### AIM OF THE EXERCISE
Count the lines in the records below that contain the string "floor", matching case exactly. Give only the number.

※

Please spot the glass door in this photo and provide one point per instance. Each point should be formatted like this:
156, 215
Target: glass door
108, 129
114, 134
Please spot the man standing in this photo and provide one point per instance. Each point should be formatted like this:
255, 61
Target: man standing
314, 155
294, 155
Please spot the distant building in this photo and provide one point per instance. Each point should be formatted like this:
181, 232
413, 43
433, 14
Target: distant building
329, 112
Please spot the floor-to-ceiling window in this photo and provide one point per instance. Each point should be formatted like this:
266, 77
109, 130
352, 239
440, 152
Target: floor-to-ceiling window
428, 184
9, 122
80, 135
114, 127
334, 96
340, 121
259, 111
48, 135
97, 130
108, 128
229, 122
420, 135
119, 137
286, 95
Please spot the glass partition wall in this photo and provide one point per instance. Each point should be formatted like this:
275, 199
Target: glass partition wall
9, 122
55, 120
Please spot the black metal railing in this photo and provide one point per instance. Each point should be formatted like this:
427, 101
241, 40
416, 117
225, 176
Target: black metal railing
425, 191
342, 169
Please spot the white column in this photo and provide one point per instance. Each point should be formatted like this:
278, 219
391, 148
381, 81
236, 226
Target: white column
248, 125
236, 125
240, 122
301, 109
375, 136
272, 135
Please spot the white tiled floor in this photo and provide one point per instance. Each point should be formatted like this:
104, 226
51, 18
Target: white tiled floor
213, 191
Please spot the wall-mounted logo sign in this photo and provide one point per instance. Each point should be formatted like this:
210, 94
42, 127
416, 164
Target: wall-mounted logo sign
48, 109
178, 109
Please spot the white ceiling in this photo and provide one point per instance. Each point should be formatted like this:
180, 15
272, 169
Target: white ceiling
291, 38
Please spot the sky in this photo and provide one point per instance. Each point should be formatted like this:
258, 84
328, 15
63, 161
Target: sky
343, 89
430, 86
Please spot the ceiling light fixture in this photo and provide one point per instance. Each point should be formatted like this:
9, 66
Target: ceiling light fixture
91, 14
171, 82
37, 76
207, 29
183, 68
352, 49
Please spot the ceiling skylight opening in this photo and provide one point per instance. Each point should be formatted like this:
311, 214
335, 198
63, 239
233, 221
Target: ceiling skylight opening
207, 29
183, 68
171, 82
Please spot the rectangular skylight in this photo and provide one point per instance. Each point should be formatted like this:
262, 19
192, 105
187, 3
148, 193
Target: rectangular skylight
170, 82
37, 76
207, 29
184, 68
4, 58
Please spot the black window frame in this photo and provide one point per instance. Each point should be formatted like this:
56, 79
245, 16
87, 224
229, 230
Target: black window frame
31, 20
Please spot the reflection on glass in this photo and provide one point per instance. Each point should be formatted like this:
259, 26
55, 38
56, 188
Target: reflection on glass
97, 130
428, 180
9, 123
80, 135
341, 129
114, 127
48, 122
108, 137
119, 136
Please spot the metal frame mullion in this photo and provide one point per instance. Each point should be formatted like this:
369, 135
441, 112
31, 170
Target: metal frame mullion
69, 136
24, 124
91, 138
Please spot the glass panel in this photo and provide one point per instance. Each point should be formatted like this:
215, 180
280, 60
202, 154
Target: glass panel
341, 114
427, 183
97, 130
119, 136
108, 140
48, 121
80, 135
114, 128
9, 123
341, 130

※

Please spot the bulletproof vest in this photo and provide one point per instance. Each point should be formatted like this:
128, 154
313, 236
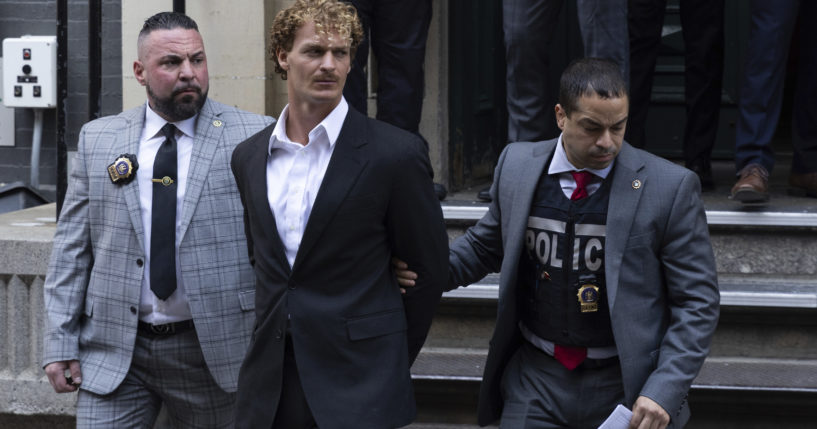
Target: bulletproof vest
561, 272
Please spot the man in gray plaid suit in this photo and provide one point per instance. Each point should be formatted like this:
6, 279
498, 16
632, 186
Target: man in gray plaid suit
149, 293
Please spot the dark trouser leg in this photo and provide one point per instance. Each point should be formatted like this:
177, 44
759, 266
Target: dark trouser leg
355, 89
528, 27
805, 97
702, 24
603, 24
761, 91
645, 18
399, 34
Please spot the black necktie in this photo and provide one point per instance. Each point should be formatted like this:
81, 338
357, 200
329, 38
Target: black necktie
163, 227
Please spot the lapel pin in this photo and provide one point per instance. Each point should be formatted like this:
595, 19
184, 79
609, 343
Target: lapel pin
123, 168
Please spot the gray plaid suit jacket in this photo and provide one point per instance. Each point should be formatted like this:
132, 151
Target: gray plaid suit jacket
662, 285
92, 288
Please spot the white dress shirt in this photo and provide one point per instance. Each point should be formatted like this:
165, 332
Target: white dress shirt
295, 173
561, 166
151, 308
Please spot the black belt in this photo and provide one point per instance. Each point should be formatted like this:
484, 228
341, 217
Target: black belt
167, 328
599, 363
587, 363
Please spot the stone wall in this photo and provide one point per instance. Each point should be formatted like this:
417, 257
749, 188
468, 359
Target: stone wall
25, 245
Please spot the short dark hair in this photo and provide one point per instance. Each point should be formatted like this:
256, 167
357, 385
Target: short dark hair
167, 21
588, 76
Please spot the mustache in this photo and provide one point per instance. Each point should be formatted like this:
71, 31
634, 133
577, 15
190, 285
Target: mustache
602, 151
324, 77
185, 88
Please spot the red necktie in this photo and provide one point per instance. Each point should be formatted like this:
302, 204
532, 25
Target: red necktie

※

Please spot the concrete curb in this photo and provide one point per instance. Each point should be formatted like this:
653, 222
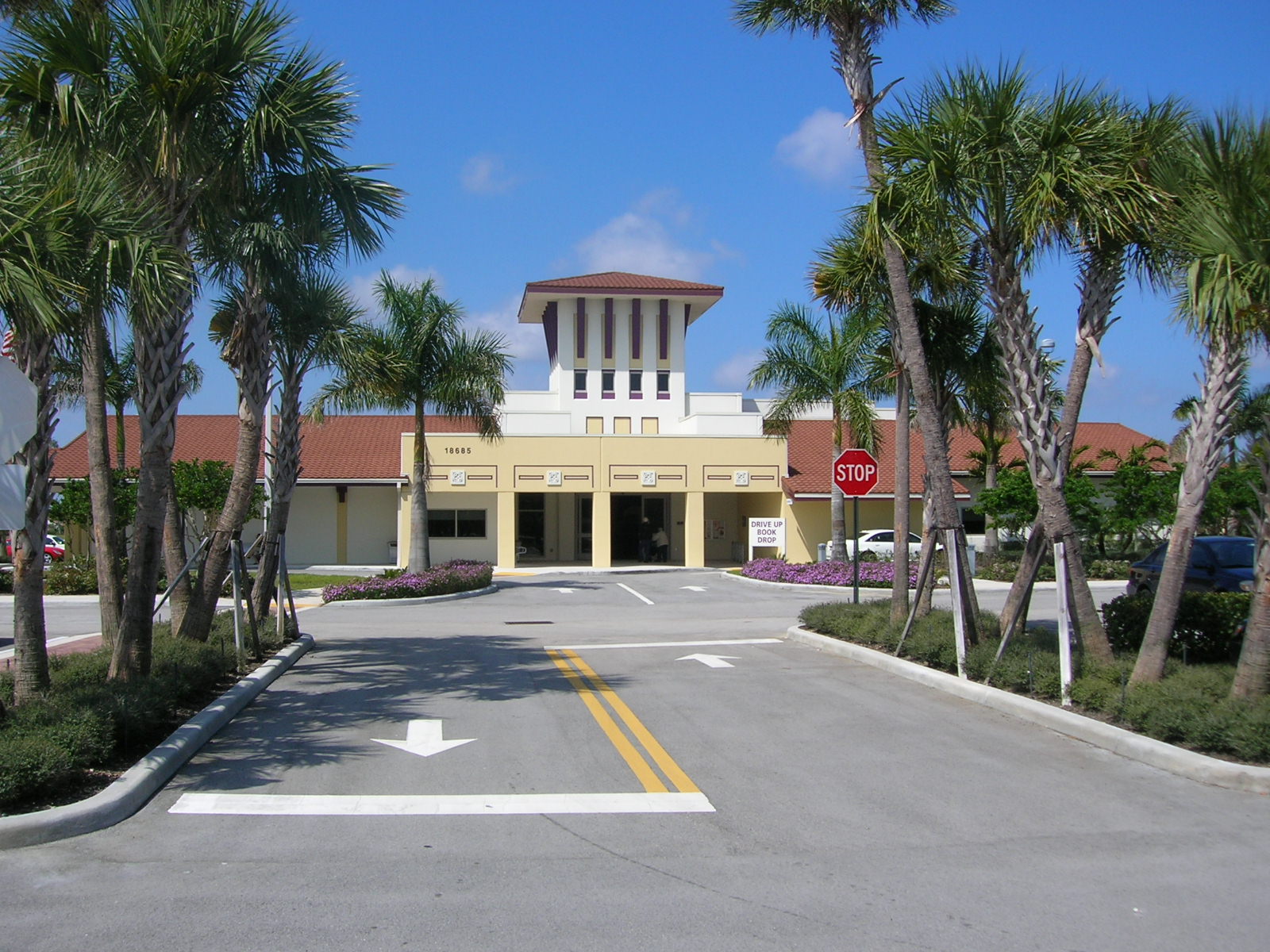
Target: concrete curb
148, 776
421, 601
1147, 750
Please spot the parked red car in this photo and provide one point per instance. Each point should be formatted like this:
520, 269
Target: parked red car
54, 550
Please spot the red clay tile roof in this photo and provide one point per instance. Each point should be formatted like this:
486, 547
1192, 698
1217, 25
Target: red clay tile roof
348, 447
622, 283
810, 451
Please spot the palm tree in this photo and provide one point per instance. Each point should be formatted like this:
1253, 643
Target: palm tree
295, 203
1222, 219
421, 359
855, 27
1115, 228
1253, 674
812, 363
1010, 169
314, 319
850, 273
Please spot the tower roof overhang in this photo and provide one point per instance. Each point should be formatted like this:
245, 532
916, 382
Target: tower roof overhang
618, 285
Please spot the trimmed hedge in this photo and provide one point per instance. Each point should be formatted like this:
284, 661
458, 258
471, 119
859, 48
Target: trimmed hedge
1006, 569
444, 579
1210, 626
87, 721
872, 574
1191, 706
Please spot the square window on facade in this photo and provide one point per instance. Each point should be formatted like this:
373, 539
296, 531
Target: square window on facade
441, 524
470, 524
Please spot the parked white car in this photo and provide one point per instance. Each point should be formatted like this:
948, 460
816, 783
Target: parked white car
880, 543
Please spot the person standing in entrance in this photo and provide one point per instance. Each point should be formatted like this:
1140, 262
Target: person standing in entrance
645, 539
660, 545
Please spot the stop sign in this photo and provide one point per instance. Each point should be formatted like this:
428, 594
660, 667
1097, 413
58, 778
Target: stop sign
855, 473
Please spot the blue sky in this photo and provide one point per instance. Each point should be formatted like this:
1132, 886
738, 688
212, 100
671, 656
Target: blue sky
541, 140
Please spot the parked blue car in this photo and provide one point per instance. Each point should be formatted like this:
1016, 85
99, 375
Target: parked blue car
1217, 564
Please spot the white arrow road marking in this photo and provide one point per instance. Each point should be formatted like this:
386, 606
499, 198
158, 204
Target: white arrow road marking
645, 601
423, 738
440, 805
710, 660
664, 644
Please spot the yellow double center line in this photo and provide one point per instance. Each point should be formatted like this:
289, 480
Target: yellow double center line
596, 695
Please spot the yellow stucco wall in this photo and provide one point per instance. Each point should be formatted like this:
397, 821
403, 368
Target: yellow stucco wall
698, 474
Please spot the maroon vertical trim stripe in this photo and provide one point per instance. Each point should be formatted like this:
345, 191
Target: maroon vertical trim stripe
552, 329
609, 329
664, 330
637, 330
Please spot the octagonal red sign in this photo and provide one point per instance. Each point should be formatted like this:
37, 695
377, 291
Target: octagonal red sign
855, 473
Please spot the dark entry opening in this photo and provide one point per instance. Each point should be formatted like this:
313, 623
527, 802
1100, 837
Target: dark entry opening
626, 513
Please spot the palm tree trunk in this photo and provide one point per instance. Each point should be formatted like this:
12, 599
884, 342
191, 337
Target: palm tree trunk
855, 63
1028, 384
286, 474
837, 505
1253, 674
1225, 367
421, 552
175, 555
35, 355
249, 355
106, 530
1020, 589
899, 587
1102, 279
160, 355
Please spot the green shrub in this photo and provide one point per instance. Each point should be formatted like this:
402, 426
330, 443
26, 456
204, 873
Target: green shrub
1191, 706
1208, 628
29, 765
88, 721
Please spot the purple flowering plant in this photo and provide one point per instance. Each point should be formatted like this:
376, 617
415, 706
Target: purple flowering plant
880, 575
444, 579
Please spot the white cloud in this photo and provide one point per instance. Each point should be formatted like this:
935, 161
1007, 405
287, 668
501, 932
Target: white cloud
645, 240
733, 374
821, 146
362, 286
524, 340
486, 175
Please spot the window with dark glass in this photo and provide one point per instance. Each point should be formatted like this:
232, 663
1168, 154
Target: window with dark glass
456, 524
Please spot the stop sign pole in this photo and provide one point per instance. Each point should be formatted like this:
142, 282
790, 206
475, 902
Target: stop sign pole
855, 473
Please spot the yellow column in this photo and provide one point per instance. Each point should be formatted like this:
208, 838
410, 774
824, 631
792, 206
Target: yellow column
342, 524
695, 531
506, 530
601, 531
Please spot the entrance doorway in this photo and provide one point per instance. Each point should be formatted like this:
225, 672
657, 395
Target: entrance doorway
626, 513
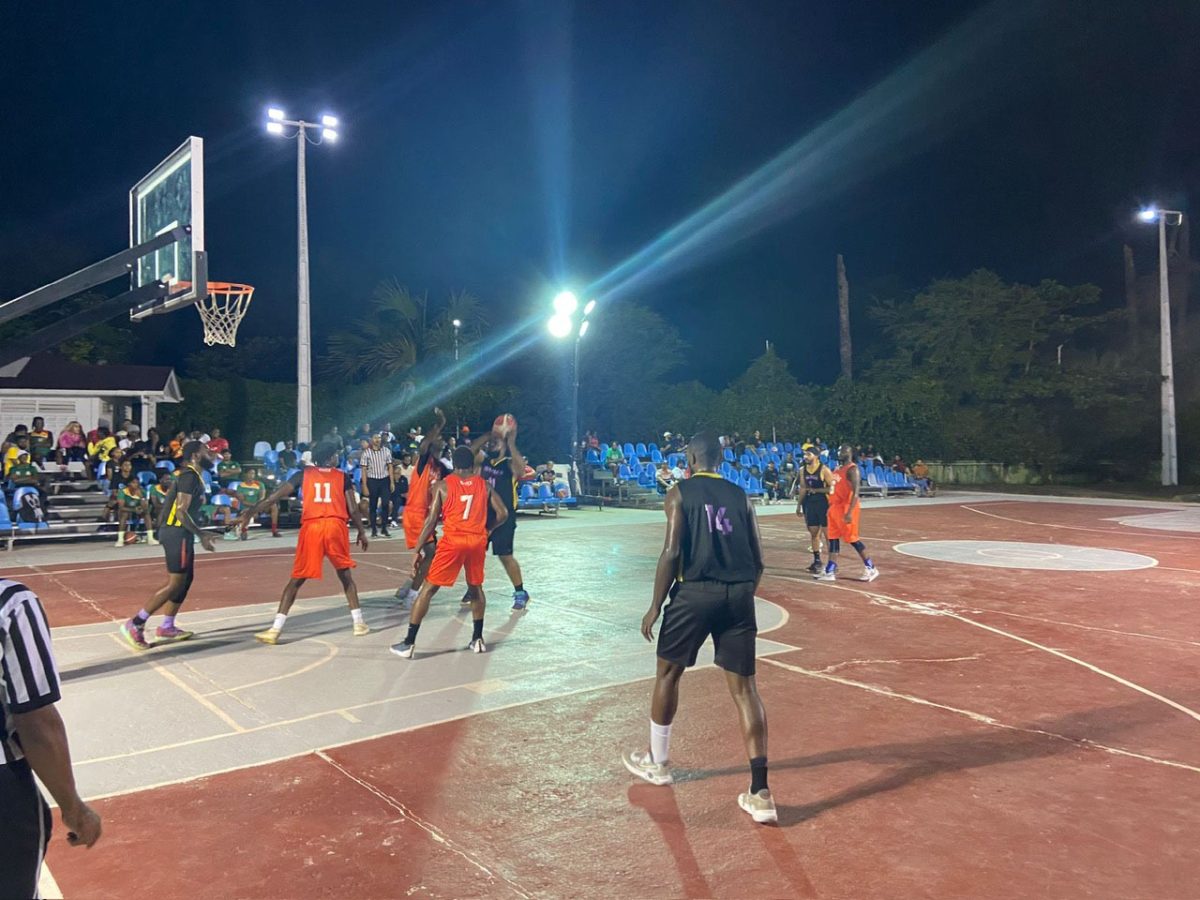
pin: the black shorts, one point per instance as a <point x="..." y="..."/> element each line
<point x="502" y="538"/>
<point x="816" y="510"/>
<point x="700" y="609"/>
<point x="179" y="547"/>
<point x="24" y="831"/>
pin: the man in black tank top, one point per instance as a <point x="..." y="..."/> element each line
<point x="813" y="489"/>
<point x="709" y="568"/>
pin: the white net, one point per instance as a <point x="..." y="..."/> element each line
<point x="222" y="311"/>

※

### OUTPUT OF THE TASK
4